Mesleğim açısından ekran başında geçirdiğim zaman zaten uzundu. Karantina günlerinde iyice uzadı. Ben de bunu fırsat bilip, uzun zamandır izleme olanağı bulamadığım müzik kanallarına şöyle bir göz gezdirdim. Baktım ki, durum facia...
Yahu RTÜK başta olmak üzere bu müzik kliplerini izleyen, denetleyen kimse yok mu? Dream TV... Saat 13.23... Yani çoluk çocuğun ekran başında olduğu saatler. Ece Seçkin'in Geçmiş Zaman adlı şarkısına çekilen klip yayında. Seçkin, bir gece kulübünde sevdiği adamın başka bir kadın ile yakınlaştığını görüyor. Topluyor arkadaşlarını, kulüp çıkışında adamı ciple kaçırıyor. Sonra onu aracın içine kilitliyorlar. Başlıyorlar bidon bidon benzin dökmeye... Son sahnede Ece Seçkin yaktığı çakmağı, cipe doğru fırlatıyor. Yüzüne, yanan aracın alevleri yansıyor. Dönüp arkasını gidiyor...
Eski eşlerin, sözde aşıkların yılda 500 can aldığı bir coğrafyada olacak iş mi?..
Nerede eskilerin telif hakkı?
Yapımcılar virüs yüzünden dizilerin yeni bölümlerini çekemeyince Bit Pazarı'na nur yağdı. Kanal yönetimleri, dört ele eski dizilere sarıldı. Şimdi yayın akışlarını yıllar önce seyrettiğimiz ve yeniden izlerken bile büyük keyif aldığımız eski diziler kurtarıyor.
Peki bu diziler ikinci, üçüncü kez yayınlanırken oyuncularına yeniden telifleri ödeniyor mu? Eğer dizi kontratlarında "tekrar gösterim hakkı" kanal yönetimine aktarılmamışsa, yapımcı ve dolayısıyla oyuncuların yeni ücret talep etme hakkı doğar çünkü. Malum, bizim ülkemizde telif hakkı henüz çok taze bir kavram. Bu konudaki yasal düzenlemeler de kara deliklerle dolu. Bırakın eski diziden telif hakkı almayı, ekranda gösterilmeye devam eden dizinin parasını alamayan oyuncular, set çalışanları bile var. Örnek mi? Buyurun size FOX'un Savaşçı dizisi.

◇ ◇ ◇ ◇

• İstenen görev
Müzik klipleri ve eski dizilerin telif hakları üzerine yukarıdaki yazıyı kaldığı yerden sürdürün.

• Ham kayıtlar
◇ ◇ ◇ ◇

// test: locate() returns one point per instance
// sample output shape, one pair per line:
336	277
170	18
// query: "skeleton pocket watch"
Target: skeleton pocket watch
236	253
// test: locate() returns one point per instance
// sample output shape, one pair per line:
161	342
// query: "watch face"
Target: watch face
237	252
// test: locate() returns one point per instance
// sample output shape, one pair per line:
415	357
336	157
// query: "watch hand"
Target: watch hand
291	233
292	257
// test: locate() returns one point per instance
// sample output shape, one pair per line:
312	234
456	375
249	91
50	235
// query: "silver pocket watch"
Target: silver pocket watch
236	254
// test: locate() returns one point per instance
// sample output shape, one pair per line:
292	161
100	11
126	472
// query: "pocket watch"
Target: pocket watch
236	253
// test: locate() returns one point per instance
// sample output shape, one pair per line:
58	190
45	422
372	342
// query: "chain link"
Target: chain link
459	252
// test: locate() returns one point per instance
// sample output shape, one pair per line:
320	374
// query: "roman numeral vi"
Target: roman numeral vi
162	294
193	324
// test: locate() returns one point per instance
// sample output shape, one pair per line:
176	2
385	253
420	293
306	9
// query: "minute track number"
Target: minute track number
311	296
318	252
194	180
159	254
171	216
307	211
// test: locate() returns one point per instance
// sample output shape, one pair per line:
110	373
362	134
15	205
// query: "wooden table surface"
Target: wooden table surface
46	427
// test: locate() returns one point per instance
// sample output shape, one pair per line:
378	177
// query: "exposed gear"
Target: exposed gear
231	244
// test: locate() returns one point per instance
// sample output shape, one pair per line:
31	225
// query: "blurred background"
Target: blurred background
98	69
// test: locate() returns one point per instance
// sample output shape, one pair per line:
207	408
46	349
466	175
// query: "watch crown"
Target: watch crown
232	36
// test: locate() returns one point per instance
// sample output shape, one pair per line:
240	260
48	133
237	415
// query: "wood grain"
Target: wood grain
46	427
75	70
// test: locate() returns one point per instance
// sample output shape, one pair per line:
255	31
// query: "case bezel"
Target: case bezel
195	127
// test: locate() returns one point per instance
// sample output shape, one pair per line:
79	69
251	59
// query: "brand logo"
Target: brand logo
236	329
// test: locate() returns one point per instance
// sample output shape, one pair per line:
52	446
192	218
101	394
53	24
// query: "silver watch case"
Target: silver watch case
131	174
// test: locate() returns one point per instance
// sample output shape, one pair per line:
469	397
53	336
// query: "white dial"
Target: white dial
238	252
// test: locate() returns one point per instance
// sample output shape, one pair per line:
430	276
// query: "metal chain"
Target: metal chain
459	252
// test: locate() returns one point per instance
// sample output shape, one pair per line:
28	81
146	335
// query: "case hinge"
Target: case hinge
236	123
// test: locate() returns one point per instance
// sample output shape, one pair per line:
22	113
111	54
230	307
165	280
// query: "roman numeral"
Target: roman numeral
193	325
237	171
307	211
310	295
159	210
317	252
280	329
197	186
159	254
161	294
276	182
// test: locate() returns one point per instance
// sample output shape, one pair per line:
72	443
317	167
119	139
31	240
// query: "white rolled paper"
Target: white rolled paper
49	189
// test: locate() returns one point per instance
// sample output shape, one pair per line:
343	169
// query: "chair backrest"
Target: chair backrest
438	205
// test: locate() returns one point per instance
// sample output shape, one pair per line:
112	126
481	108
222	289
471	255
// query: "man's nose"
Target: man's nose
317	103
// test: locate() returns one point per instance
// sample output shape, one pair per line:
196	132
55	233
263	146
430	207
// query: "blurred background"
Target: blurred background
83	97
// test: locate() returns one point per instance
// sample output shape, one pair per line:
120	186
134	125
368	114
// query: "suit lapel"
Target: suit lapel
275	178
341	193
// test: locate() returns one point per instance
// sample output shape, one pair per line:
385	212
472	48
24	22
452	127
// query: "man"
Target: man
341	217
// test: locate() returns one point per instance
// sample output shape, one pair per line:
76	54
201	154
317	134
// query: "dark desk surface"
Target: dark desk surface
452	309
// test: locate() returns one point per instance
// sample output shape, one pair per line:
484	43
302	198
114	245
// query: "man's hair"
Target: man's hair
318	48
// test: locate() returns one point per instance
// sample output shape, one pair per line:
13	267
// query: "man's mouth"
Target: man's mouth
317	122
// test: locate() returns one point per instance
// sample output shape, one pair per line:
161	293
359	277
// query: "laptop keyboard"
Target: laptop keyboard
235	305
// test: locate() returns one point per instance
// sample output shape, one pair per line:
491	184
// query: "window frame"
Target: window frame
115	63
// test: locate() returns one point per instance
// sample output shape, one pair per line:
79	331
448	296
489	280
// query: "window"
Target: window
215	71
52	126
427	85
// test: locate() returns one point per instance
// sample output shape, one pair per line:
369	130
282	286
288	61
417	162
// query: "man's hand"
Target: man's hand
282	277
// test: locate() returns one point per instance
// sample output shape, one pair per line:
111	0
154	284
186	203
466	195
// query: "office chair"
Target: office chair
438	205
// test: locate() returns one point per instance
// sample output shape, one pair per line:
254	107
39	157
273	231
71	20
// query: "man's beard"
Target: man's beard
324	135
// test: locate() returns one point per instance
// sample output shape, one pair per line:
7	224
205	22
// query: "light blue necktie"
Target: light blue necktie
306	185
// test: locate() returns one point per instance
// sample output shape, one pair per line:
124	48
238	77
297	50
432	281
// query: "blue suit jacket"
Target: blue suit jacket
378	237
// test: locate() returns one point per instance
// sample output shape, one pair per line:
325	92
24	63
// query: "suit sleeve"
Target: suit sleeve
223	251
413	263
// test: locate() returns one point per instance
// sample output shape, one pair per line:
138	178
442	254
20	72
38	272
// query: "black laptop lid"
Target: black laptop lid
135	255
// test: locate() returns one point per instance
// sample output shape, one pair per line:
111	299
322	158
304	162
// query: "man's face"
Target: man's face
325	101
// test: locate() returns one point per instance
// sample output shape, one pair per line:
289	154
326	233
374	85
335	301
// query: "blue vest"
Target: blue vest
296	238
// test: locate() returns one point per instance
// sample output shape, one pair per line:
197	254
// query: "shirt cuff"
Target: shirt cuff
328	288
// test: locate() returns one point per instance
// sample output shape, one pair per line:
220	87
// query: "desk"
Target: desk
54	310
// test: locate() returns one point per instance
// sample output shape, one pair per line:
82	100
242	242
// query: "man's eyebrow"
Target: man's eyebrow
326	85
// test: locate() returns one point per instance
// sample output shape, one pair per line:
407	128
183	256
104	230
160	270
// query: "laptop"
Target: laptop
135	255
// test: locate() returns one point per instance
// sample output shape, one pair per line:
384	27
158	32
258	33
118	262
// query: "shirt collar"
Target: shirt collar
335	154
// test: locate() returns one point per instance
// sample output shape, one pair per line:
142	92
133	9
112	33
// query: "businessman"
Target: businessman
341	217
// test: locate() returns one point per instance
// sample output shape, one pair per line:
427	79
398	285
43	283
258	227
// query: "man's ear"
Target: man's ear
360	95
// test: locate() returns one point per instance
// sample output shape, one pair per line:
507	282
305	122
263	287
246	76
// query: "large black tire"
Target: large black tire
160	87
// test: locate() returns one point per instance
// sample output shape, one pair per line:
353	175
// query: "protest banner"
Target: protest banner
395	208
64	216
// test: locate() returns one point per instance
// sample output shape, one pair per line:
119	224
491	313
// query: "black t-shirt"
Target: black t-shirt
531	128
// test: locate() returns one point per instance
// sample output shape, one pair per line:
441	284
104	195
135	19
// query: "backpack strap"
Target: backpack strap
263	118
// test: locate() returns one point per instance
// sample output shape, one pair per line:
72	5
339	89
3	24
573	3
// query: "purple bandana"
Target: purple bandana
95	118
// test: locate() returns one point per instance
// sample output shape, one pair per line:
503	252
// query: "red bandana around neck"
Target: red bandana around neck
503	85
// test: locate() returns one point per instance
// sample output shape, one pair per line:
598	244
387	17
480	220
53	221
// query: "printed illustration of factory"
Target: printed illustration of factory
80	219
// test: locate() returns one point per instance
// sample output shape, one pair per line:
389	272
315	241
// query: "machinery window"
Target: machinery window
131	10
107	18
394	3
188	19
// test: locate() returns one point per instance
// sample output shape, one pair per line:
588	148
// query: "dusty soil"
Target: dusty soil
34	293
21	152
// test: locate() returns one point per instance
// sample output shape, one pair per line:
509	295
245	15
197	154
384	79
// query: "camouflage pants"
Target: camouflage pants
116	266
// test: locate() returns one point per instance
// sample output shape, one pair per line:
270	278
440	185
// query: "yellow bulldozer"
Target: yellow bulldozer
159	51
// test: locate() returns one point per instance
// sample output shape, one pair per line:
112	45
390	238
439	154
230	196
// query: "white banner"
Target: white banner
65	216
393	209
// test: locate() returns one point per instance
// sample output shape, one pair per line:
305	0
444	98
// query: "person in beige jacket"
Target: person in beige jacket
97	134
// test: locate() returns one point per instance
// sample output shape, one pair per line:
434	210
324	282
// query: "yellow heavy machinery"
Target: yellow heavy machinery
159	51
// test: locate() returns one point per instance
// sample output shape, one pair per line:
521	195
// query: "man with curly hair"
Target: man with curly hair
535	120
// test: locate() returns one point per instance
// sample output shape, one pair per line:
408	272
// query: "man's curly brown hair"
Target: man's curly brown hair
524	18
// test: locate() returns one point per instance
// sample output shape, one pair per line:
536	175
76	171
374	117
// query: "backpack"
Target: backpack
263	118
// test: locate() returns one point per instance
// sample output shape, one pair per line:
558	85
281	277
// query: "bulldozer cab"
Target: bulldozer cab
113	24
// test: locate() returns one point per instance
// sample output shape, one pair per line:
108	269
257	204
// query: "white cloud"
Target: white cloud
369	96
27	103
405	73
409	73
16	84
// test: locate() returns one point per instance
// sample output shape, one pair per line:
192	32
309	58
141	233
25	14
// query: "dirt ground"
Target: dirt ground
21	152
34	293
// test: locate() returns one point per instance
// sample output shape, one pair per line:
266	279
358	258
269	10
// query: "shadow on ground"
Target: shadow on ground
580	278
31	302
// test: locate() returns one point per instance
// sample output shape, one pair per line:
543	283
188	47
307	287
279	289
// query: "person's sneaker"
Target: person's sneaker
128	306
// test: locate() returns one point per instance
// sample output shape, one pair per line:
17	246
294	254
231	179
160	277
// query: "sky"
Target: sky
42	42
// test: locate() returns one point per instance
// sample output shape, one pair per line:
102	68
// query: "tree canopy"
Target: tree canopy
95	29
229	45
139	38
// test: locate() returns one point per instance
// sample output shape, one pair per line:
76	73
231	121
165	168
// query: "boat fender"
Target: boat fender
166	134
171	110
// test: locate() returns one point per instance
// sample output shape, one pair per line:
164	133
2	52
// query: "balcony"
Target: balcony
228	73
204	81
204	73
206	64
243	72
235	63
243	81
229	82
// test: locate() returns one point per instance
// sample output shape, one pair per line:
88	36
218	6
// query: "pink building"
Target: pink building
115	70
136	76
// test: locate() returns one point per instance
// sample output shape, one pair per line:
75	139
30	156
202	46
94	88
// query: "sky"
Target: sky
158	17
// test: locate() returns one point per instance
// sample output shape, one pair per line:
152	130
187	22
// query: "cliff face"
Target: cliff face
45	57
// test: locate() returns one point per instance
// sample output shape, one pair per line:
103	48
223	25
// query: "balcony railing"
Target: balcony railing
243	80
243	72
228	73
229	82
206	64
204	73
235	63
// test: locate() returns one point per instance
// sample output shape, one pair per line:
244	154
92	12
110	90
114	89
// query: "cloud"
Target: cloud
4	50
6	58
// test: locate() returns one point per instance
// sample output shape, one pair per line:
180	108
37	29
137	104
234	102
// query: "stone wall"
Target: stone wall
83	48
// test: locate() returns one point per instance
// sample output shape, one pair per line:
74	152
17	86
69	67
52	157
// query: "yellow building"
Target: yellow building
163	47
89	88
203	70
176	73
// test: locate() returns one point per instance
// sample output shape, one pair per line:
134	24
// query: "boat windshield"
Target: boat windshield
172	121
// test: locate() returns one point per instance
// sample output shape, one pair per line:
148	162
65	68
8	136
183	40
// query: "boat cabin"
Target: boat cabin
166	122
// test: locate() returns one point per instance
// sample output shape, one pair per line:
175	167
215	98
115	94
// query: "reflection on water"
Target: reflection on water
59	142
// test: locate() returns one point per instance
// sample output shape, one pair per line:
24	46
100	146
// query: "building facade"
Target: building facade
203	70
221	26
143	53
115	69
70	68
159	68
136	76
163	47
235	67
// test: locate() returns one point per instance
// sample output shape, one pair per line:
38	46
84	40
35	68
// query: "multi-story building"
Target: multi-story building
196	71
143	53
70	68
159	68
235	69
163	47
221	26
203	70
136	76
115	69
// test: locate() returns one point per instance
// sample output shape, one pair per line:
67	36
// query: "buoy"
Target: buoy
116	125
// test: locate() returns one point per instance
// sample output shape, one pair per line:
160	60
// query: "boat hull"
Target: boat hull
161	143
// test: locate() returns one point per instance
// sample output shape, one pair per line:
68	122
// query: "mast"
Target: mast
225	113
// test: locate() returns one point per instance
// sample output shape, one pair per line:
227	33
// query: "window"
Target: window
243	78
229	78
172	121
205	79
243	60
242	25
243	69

◇ ◇ ◇ ◇

• Görev çıktısı
Diyeceğim o ki, yenileri bile para almakta güçlük çekerken, eski dizilerin telif hakkı kimin umurunda olabilir ki? Ama olmalı. Örneğin, en çok eski diziyi ekranında barındıran TRT bu konuda öncü olmalı. Tekrar gösterime sunduğu eski dizilerin oyuncuları için bir telif fonu oluşturmalı. Bu fondan şu sıralar çok zor durumda yaşamlarını sürdürmek zorunda olan yaşlı oyuncular yararlandırılmalı. Ne diyorsunuz bu teklifime?
Taksiciler fırsatı kaçırdı
İstanbul Valiliği harika bir kararın altına imza attı. Baktılar ki Büyükşehir Belediyesi'nin yeteneksizliği yüzünden sağlıkçılar sokağa çıkma yasağı günlerinde yollarda perişan oluyor, taksicilerin sağlık personellerini ücretsiz taşımaları için talimat yayınladılar. Kararla ilgili haberciler, taksi şoförlerine mikrofon uzattı. Aralarında şikayetçi olan kimse yoktu. Tam tersi hepsi de "Onlar bizim için hayatlarını riske atıyor, çoluk çocuklarına hasret kalıyorlar. Biz onları ücretsiz taşımışız çok mu?" diyerek örnek bir dayanışma sergilediler.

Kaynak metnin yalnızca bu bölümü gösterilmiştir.